REQUIRED TASKS:
A – In the passage on drinking at work, swap "creativity" for "productivity" and write out the stretch from "The science is" through "back in 1998.".
B – In the passage on drinking at work, what does the writer say "science" actually means?

PASSAGE PROVIDED:

╭──

The science is in. If you're reading this at work, you should probably be drunk right now. Of course, by "science" I mean "an ABC News story" and by "drunk" I mean "having a drink or two."

But still, the word is out. More and more offices are letting their employees have a couple drinks at work thanks to the fact that drinking at the office, provided you manage your consumption, can promote creativity. Read that again slowly if you need to. I'm not talking about being fall-off-your-bar-stool-drunk at work. Nobody is creative when they're hammered, and besides, the bar stool at your desk would be a dead giveaway. But a drink or two can help give you a creative edge over your office rivals. Like how Mark McGwire figured out that drinking all that milk would make him hit a ton of home runs back in 1998.

Examiner
"I extracted the growth hormones and injected them in my ass!"

╰──

DATASET ENTRIES:

╭──

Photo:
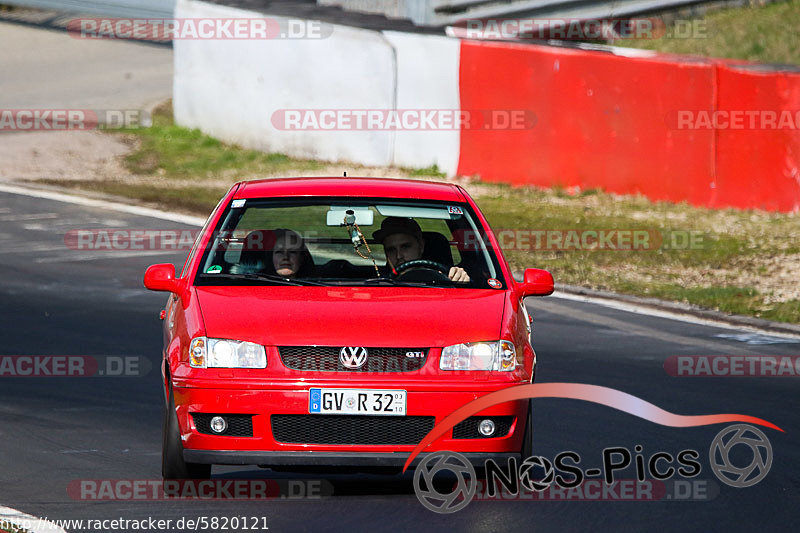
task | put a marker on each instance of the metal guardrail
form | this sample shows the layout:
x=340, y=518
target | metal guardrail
x=108, y=8
x=443, y=12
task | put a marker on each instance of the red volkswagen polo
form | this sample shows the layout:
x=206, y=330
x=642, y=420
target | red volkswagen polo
x=334, y=321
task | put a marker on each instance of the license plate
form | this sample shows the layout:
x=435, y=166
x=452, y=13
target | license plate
x=357, y=402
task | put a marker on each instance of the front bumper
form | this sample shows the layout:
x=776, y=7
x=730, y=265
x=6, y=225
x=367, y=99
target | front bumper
x=423, y=399
x=312, y=458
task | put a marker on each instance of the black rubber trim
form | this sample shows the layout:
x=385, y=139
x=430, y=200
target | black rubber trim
x=225, y=457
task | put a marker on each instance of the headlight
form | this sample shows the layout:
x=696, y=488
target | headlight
x=497, y=355
x=224, y=353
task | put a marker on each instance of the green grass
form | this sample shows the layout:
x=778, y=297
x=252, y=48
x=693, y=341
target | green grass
x=173, y=152
x=764, y=34
x=736, y=268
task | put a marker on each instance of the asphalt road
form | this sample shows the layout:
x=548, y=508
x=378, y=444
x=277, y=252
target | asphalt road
x=53, y=431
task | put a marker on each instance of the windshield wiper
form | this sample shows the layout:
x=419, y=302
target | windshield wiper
x=268, y=277
x=395, y=281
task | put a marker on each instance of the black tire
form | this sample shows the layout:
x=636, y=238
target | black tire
x=527, y=442
x=172, y=464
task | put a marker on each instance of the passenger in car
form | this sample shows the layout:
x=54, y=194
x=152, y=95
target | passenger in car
x=281, y=252
x=403, y=241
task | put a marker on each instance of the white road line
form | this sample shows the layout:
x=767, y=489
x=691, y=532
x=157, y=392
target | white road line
x=93, y=256
x=27, y=216
x=670, y=315
x=28, y=522
x=198, y=221
x=103, y=204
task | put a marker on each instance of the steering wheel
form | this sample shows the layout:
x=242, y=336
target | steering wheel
x=423, y=270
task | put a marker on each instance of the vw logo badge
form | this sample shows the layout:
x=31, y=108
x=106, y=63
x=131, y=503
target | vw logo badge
x=723, y=467
x=353, y=356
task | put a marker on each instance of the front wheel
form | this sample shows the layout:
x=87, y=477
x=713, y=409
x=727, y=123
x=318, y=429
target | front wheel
x=172, y=464
x=527, y=442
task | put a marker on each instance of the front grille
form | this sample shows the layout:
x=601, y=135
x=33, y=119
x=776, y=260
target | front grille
x=347, y=429
x=326, y=359
x=238, y=425
x=468, y=429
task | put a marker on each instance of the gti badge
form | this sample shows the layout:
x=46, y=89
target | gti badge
x=353, y=356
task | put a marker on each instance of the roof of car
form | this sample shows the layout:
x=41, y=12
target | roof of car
x=353, y=187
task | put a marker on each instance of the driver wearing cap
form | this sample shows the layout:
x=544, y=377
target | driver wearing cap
x=402, y=241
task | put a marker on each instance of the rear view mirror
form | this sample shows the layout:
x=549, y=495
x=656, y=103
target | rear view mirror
x=364, y=216
x=537, y=282
x=161, y=278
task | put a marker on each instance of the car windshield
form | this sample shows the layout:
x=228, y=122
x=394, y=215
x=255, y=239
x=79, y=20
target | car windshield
x=349, y=242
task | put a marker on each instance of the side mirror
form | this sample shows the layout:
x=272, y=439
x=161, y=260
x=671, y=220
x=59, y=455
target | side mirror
x=537, y=282
x=161, y=278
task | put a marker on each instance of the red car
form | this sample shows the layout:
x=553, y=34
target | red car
x=334, y=321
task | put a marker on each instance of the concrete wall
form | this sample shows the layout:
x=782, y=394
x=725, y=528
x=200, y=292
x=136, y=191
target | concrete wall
x=603, y=119
x=231, y=88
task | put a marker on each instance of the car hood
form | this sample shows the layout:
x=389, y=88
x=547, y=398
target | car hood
x=351, y=316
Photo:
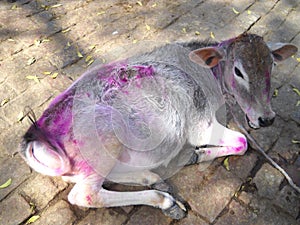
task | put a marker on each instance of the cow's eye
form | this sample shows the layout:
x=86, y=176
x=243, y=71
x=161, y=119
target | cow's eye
x=238, y=73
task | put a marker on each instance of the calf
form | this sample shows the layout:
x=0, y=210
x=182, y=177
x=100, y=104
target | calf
x=129, y=121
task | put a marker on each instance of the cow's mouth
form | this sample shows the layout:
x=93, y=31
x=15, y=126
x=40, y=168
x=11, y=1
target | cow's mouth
x=44, y=160
x=251, y=124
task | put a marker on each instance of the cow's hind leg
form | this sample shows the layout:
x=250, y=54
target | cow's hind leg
x=143, y=178
x=94, y=195
x=219, y=141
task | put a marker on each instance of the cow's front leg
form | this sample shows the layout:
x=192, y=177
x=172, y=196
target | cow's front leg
x=218, y=141
x=93, y=195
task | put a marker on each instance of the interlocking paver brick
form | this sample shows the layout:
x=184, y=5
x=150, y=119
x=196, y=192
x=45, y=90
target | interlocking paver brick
x=191, y=219
x=237, y=214
x=14, y=210
x=13, y=168
x=60, y=213
x=148, y=216
x=39, y=28
x=103, y=217
x=267, y=181
x=288, y=201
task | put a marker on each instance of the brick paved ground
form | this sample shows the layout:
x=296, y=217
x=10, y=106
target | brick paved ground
x=40, y=36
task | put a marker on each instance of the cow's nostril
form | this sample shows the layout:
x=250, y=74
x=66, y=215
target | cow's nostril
x=264, y=122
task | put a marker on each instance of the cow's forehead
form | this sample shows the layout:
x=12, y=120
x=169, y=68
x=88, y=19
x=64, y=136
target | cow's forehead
x=252, y=52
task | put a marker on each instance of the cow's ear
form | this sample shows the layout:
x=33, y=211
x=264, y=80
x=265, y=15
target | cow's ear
x=282, y=51
x=206, y=57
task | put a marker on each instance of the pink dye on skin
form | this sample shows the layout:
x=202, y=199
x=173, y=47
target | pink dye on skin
x=89, y=199
x=242, y=146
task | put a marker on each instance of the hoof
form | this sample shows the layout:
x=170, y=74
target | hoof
x=176, y=211
x=193, y=160
x=162, y=186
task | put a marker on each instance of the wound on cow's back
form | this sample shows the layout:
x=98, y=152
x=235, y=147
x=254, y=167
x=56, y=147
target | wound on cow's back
x=199, y=98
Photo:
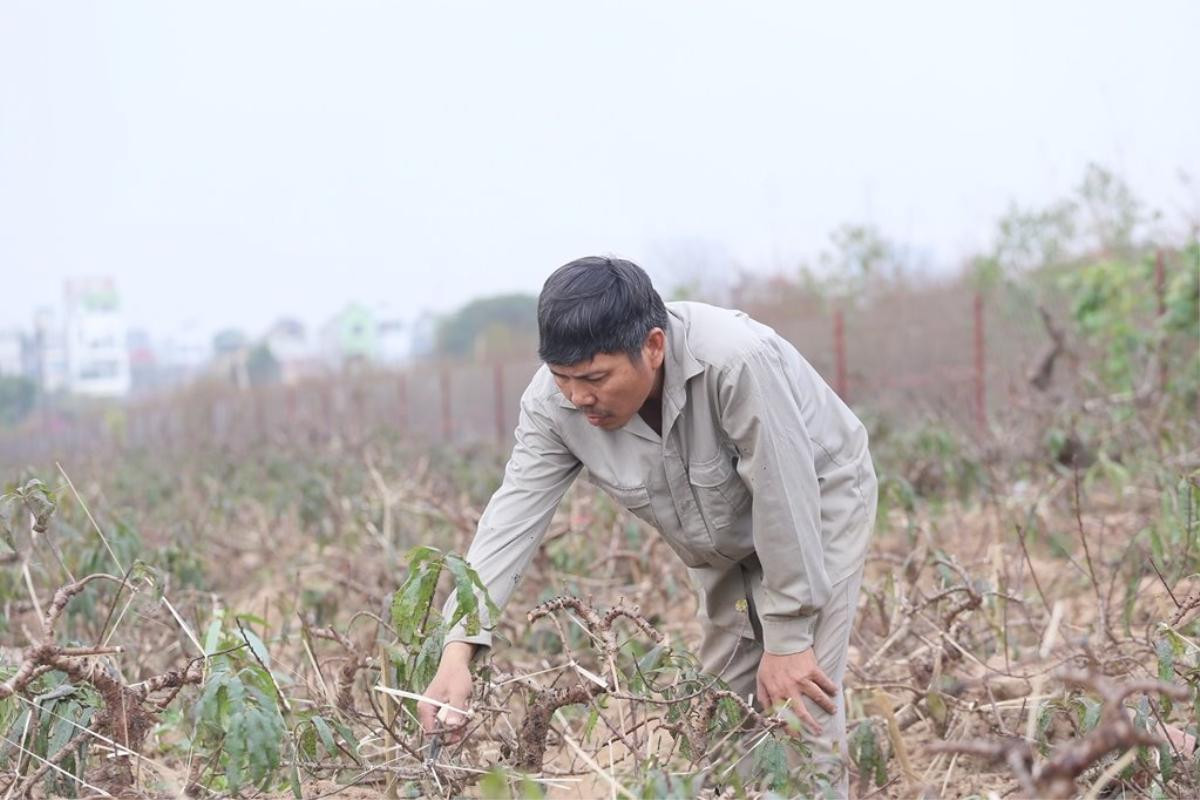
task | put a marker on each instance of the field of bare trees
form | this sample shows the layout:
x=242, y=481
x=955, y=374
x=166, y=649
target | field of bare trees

╰──

RESULTS OF THE TASKS:
A –
The science is in. If you're reading this at work, you should probably be drunk right now. Of course, by "science" I mean "an ABC News story" and by "drunk" I mean "having a drink or two."

But still, the word is out. More and more offices are letting their employees have a couple drinks at work thanks to the fact that drinking at the office, provided you manage your consumption, can promote productivity. Read that again slowly if you need to. I'm not talking about being fall-off-your-bar-stool-drunk at work. Nobody is creative when they're hammered, and besides, the bar stool at your desk would be a dead giveaway. But a drink or two can help give you a creative edge over your office rivals. Like how Mark McGwire figured out that drinking all that milk would make him hit a ton of home runs back in 1998.

B – An ABC News story.